EXERCISE DIRECTIONS:
Pick out each line below that contains the word "this" and copy those lines.

EXTRACTED ENTRIES:
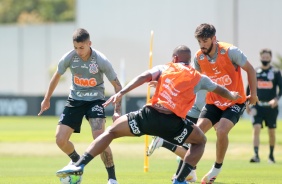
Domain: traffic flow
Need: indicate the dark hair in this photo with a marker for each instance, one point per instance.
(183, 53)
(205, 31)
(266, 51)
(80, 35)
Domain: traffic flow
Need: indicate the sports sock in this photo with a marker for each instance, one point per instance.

==

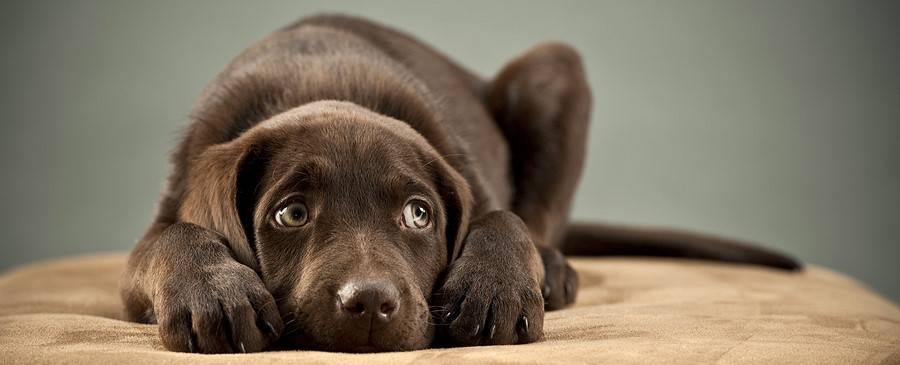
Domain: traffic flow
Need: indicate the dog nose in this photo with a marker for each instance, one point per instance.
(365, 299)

--

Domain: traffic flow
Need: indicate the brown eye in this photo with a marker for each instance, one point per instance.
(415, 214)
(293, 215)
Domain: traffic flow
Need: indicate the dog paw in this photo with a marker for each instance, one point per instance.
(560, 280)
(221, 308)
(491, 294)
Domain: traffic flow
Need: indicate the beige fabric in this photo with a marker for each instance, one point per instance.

EXERCISE RESULT:
Need: indicate the dark hair in this photo with a marker for each instance, one point per instance.
Need: indicate the sports sock in this photo with a marker for each instance, one point per instance.
Need: indicate the dog nose in this photo with a marker for each instance, one point per instance.
Need: indicate the brown eye in this photo with a marker for each instance, one point per instance.
Need: indicate the dog paw in this photo with a marker for each instance, one point per instance.
Need: indicate the beige fabric in this photo with a marker for each instance, one point per instance.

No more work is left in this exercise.